Filter the entries for the word "roof". Copy each line in which it occurs.

··· MATERIAL PROVIDED

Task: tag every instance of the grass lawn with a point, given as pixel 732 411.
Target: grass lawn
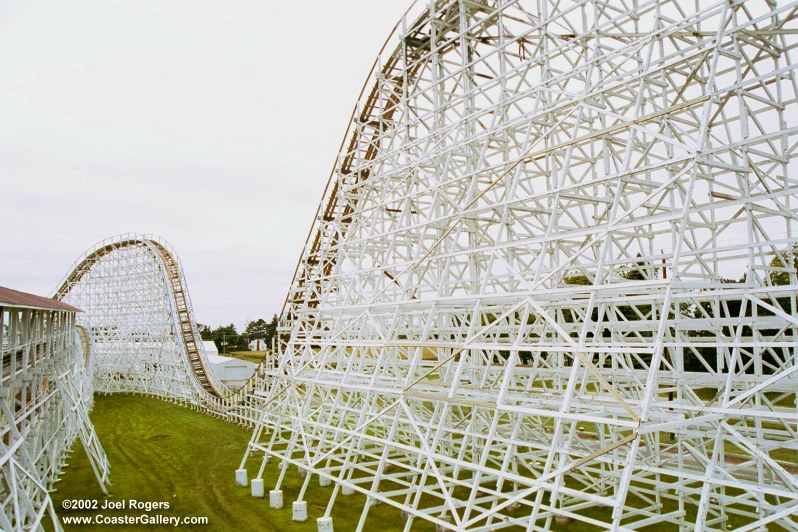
pixel 162 452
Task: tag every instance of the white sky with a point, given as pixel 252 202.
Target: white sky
pixel 211 123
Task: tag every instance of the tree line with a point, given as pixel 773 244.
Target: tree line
pixel 227 338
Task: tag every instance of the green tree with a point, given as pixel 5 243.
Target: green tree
pixel 783 278
pixel 227 338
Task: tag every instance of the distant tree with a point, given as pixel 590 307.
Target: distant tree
pixel 228 334
pixel 257 329
pixel 271 330
pixel 783 278
pixel 205 332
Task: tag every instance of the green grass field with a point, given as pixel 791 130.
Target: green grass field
pixel 162 452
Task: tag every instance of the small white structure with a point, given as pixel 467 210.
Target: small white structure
pixel 258 345
pixel 229 369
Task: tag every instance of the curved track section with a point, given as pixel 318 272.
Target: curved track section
pixel 136 304
pixel 553 275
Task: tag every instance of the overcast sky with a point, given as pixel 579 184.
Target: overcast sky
pixel 211 123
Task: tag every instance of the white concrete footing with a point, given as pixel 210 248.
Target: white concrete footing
pixel 324 524
pixel 257 487
pixel 276 499
pixel 300 511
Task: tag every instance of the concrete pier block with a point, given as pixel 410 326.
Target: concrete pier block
pixel 300 511
pixel 276 499
pixel 324 524
pixel 257 487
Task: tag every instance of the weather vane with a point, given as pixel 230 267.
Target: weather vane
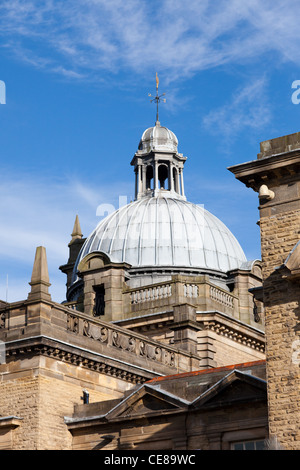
pixel 157 98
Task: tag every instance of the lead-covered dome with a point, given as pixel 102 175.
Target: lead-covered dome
pixel 165 232
pixel 158 138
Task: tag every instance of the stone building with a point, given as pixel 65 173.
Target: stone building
pixel 160 343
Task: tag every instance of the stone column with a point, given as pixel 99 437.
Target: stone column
pixel 275 176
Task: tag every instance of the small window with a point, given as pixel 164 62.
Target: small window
pixel 99 305
pixel 248 445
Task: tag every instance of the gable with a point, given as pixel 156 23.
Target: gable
pixel 237 388
pixel 147 404
pixel 146 401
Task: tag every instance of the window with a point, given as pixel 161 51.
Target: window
pixel 99 305
pixel 248 445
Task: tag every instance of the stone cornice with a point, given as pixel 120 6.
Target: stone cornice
pixel 232 329
pixel 73 354
pixel 257 172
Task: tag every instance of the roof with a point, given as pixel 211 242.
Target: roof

······

EXERCISE ANSWER:
Task: tag every instance of the roof with a point, given as pixel 211 242.
Target: roof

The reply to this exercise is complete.